Extract all records. Keep each one exact.

(Pointing and labeling entries)
━━━━━━━━━━━━━━━━━━━━━━━━━━━━━━
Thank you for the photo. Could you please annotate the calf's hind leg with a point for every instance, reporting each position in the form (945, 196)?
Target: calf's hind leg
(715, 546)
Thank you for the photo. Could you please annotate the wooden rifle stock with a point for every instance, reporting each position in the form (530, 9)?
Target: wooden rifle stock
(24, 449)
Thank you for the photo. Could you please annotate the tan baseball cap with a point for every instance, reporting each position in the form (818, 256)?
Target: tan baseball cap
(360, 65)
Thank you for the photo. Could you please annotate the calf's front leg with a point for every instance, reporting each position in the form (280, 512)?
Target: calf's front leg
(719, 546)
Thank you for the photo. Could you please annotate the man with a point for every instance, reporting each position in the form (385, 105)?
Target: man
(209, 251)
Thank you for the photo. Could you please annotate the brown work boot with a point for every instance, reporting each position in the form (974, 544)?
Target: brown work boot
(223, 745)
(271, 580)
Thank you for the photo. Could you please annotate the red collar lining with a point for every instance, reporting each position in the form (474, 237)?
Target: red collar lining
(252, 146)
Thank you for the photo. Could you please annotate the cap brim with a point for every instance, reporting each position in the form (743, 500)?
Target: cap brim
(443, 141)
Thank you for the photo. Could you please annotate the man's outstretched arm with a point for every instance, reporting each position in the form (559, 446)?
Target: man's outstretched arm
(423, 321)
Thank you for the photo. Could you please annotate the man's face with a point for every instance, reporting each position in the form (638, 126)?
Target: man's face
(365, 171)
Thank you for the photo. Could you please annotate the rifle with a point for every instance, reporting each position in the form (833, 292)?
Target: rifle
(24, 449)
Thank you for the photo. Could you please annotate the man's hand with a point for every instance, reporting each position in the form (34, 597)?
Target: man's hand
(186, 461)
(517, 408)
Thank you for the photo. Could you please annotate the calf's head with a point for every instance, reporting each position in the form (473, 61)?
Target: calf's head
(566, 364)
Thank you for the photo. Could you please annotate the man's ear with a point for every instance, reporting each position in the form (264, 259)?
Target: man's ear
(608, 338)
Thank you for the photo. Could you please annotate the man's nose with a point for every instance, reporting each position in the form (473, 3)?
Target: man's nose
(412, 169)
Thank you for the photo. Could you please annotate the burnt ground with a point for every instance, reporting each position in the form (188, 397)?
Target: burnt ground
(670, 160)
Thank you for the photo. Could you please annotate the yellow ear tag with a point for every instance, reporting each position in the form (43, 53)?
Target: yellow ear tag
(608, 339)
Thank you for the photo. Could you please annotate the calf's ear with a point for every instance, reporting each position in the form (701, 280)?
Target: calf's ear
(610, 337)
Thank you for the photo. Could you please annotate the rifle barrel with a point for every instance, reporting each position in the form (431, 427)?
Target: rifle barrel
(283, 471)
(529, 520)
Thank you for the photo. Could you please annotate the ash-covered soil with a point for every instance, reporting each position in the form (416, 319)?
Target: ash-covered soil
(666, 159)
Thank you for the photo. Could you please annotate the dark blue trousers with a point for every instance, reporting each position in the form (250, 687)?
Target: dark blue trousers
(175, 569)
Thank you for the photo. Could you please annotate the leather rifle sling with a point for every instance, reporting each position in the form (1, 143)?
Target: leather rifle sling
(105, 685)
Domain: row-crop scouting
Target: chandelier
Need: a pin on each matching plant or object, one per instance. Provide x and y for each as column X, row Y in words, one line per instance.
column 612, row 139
━━━━━━━━━━━━━━━━━━━━━━━━━━━━━━
- _The result_
Thank you for the photo. Could you please annotate the calf's hind leg with a point for every instance, reporting each position in the form (945, 196)?
Target: calf's hind leg
(715, 546)
Thank you for the photo. Could you please annotate the wooden rifle stock with a point for every instance, reporting each position in the form (530, 9)?
Target: wooden rifle stock
(24, 449)
Thank you for the photo. Could you please annotate the tan baseball cap with a point for every instance, reporting each position in the form (818, 256)?
Target: tan baseball cap
(360, 65)
Thank you for the photo. Could you please annotate the calf's front leg with a point for every instance, reporting each position in the form (280, 512)?
Target: calf's front leg
(719, 546)
Thank you for the photo. Could you please annotate the man with a point for every instance, reporting each position in the form (385, 105)?
Target: man
(209, 251)
Thank you for the photo. Could you please annotate the brown work boot with a point for every instance, reporting each position in the form (974, 544)?
Target: brown work boot
(223, 745)
(271, 580)
Thank you for the photo. Could you please annotate the red collar lining with a point for every instance, reporting each position in the form (474, 237)?
Target: red collar lining
(252, 146)
Thank you for the photo. Could you please annotate the cap brim with a point for every instance, reporting each position in the form (743, 500)?
Target: cap brim
(443, 141)
Thank you for the photo. Could you please annotate the man's outstretched arm with a point for every instance, reporting each position in the form (559, 446)?
Target: man's outstretched arm
(423, 321)
Thank you for the photo. Could you please annotate the man's face with a point for every instance, reporting each position in the form (638, 126)?
Target: man's face
(365, 171)
Thank you for the photo. Could you please annotate the rifle with a point for every instance, reporting each position in the form (833, 292)?
Target: rifle
(24, 449)
Thank you for the photo. Could you please annotate the man's hand with a point for every instance, reporting each position in the form (34, 597)?
Target: man's hand
(186, 461)
(517, 408)
Thank you for the photo. Could you please annotate the calf's head with a point for every instance, reporting each position in the form (473, 61)?
Target: calf's head
(566, 364)
Thank you for the photo. Could you please annotate the man's ear with a point for every instance, reporting each position in the form (264, 259)?
Target: man's ear
(608, 338)
Thank you for the photo. Could you please annotate the man's nose with a point for every instance, reporting each position in the form (473, 3)?
Target: man's nose
(412, 169)
Thank you for the photo. Could you please annotate the burnt ground with a point for every instance, reporting each position in the form (188, 397)?
Target: burnt ground
(670, 160)
Thank you for the photo. Could you please annotate the yellow ear tag with a point for every instance, reporting each position in the form (43, 53)?
Target: yellow ear tag
(608, 339)
Thank you for the photo. Could you please annotate the calf's ear with a point for every instance, reporting each position in the form (701, 280)?
Target: calf's ear
(610, 337)
Thank you for the photo. Could you please annotate the rifle barrel with a point for every instance, reporting each position in the form (431, 427)?
Target: rifle barrel
(283, 471)
(529, 520)
Thank you for the photo. Could you please annotate the ash-covered soil with a point for every instance, reporting each position in the form (416, 319)?
Target: ash-covered soil
(666, 159)
Thank you for the photo. Could you please annotate the dark blue trousers with a point for every instance, reporting each position in the form (250, 687)?
Target: dark blue trousers
(175, 569)
Thank you for the photo. Could you please annotate the leather rifle sling with a point for every instance, reporting each position in the form (1, 143)?
Target: leather rifle sling
(105, 685)
Domain: row-crop scouting
Target: chandelier
Need: a pin on each matching plant or object, one per instance. Provide x and y for each as column X, row Y in words, one line per instance.
column 612, row 139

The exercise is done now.